▸ Instructions to follow
Please count the lines in the records below that contain the word "table" and reply with only that number.

▸ Exercise materials
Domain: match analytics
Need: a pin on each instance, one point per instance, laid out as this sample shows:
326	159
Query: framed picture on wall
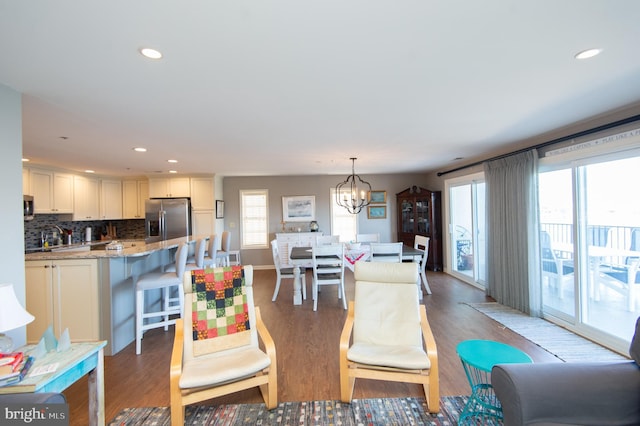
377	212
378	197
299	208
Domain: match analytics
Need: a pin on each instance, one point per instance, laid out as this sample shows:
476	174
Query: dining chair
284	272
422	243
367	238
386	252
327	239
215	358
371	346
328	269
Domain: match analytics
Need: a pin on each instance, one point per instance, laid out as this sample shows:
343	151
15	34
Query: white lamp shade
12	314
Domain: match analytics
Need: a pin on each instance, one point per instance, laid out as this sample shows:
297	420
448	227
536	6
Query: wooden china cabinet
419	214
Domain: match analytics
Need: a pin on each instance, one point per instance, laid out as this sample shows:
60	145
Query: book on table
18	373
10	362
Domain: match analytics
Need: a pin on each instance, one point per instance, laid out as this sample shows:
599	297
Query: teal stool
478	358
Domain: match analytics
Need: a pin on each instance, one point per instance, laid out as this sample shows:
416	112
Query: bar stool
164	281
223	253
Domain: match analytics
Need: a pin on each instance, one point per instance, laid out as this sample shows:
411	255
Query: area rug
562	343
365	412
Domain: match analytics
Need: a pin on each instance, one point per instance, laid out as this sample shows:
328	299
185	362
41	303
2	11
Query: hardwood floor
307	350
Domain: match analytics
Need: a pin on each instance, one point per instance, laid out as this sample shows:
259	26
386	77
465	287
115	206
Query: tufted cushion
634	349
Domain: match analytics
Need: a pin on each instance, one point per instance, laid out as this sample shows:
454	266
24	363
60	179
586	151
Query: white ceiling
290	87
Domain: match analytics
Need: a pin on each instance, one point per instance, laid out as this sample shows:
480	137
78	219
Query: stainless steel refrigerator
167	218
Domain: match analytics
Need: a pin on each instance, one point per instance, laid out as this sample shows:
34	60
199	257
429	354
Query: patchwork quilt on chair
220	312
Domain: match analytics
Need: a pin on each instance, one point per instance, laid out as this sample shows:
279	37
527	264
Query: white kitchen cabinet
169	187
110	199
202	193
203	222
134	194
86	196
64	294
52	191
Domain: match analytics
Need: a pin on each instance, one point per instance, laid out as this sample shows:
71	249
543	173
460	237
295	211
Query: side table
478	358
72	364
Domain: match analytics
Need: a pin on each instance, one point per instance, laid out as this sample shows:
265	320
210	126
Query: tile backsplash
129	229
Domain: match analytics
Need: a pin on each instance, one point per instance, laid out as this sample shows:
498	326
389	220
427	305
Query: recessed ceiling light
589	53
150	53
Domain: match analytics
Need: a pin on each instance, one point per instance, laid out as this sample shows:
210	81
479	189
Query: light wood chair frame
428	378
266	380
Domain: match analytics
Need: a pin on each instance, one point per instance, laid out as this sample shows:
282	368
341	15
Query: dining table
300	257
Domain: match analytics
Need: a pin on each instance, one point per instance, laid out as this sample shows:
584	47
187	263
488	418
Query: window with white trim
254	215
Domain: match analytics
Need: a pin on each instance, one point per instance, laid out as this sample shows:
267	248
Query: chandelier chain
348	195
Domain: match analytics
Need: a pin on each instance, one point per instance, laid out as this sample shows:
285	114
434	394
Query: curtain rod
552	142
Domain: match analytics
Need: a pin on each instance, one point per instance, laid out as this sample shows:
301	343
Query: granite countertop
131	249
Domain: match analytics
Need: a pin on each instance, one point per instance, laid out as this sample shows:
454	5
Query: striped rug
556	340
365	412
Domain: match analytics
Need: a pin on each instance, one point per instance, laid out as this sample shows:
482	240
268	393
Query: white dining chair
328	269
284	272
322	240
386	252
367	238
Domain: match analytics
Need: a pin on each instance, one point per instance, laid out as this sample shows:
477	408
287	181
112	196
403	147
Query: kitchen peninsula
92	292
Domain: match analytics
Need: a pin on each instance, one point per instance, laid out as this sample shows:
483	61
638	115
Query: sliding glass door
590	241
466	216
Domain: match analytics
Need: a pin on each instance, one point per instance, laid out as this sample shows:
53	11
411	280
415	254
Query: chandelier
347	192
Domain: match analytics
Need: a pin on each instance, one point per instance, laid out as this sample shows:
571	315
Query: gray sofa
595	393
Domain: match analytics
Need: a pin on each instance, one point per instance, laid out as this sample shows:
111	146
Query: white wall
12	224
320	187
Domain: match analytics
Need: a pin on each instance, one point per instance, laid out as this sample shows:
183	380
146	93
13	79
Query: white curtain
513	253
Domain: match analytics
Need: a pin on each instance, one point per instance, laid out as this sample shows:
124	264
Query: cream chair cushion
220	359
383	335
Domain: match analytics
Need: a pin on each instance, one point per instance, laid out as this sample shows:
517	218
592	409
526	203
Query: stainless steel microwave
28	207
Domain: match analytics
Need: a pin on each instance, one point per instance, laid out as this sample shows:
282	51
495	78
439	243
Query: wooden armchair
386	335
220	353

▸ Solution to the problem
3